**What the task requires:**
Please quote the items word for word, from the start of the items through the line containing "[28,173,70,252]", and leave the pictures out of your answer.

[Image items on named regions]
== == ==
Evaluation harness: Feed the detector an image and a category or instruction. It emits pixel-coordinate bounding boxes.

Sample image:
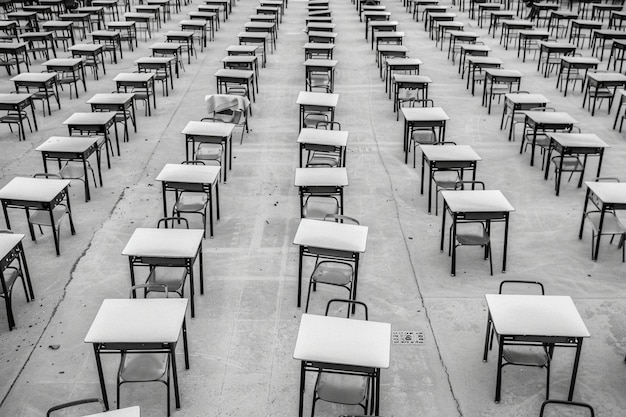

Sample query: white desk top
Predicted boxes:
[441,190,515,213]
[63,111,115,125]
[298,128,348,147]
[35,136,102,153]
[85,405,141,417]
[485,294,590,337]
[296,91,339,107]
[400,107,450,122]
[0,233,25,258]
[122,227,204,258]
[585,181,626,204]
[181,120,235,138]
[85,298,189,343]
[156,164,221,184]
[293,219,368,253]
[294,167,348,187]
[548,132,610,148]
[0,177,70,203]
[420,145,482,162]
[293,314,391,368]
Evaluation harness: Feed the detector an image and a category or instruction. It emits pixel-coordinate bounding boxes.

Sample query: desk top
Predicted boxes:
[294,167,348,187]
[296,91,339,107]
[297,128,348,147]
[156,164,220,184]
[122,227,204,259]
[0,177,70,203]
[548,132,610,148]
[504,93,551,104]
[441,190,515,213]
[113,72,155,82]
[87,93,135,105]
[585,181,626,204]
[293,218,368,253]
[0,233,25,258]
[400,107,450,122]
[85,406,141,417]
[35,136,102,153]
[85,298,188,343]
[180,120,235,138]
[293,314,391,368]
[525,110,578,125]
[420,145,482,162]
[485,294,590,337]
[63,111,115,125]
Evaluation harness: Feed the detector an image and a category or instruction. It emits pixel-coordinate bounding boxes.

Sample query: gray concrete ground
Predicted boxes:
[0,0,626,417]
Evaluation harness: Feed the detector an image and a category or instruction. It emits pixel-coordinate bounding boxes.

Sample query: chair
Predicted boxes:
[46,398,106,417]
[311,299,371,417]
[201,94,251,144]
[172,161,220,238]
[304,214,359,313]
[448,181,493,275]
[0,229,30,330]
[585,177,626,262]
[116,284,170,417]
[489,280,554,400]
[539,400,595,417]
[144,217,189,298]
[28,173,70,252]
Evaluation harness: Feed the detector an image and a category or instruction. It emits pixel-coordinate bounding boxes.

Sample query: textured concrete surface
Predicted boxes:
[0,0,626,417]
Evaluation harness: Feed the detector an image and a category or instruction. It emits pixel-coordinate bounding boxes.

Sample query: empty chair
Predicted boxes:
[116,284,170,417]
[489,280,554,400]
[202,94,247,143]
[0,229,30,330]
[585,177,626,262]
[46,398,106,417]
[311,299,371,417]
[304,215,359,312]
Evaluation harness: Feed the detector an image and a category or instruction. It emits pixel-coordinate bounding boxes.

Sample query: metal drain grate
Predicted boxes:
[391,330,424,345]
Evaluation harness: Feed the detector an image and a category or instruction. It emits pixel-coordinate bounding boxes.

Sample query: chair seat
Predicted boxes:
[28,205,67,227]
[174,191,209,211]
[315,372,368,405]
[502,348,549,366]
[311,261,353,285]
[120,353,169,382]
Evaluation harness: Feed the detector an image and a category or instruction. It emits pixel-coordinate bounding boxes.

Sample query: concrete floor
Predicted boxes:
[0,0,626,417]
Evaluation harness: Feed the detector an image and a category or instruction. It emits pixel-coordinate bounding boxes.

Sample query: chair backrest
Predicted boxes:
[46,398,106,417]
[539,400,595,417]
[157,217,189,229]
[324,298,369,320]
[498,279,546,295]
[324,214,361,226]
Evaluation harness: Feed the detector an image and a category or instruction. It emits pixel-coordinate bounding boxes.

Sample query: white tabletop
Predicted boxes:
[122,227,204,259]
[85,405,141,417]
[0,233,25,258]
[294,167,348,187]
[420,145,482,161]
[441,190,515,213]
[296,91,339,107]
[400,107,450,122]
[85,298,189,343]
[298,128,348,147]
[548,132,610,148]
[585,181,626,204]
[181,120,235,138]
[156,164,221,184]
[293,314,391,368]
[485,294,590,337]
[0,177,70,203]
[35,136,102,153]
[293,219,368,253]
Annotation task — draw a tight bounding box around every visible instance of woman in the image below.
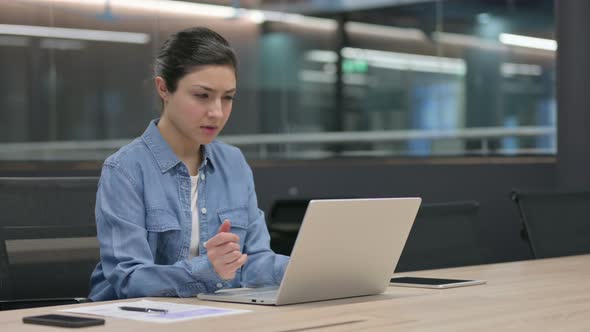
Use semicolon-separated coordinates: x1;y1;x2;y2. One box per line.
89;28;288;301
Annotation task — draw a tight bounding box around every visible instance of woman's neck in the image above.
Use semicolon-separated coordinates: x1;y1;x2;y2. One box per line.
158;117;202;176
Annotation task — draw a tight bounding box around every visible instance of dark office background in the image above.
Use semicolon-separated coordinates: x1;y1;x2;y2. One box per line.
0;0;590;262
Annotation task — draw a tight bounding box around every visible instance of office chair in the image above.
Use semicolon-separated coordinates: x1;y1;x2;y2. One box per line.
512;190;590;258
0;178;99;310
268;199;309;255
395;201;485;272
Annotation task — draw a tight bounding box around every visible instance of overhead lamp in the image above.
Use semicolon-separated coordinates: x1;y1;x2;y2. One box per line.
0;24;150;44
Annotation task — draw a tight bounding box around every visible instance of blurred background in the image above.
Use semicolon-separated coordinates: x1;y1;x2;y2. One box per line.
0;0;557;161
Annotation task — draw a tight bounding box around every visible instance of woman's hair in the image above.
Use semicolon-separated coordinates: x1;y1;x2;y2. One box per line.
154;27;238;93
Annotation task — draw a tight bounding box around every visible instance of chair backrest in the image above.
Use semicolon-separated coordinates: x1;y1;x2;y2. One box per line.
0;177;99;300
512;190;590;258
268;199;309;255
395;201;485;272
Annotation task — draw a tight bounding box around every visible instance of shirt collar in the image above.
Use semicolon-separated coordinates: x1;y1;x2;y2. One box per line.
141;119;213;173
== == ==
**Expected answer:**
Evaluation harness: Feed the detector an image and a category or instruction. It emits pixel-coordinate bounding boxes.

Sample image:

Sample query: white desk top
Predicted boxes:
[441,190,515,213]
[63,111,115,125]
[298,128,348,147]
[35,136,102,153]
[85,405,141,417]
[485,294,590,337]
[296,91,339,107]
[400,107,450,122]
[0,233,25,258]
[122,227,204,258]
[585,181,626,204]
[181,120,235,138]
[85,298,189,343]
[156,164,221,184]
[293,219,368,253]
[294,167,348,187]
[548,132,610,148]
[0,177,70,203]
[420,145,482,162]
[293,314,391,368]
Evaluation harness: Feed the detector an image and a category or instruction. It emits pixel-coordinate bounding boxes.

Sample query: desk top
Predicted boxes:
[294,167,348,187]
[296,91,339,107]
[297,128,348,147]
[156,164,220,184]
[122,227,204,259]
[0,177,70,203]
[548,132,610,148]
[504,93,551,104]
[441,190,515,213]
[113,72,155,82]
[87,93,135,105]
[585,181,626,204]
[293,218,368,253]
[0,233,25,258]
[400,107,450,122]
[85,406,141,417]
[35,136,102,153]
[85,298,188,343]
[180,120,235,138]
[293,314,391,368]
[525,110,578,125]
[420,145,482,162]
[485,294,590,337]
[63,111,115,125]
Evaluation harness: Feed the detector an image and a category or instruction. It emits pixel-coordinate bounding boxes.

Sample query: gray concrete ground
Predicted boxes:
[0,0,626,417]
Evaluation harness: Feed the detector an image and a category or instruction. It emits pixel-coordinate bounding boxes.

Sample query: chair
Predicted boxes:
[46,398,106,417]
[311,299,371,417]
[201,94,251,144]
[172,161,220,238]
[304,214,359,313]
[448,181,493,275]
[0,229,30,330]
[585,177,626,262]
[116,284,170,417]
[489,280,554,400]
[539,400,595,417]
[144,217,189,298]
[28,173,70,252]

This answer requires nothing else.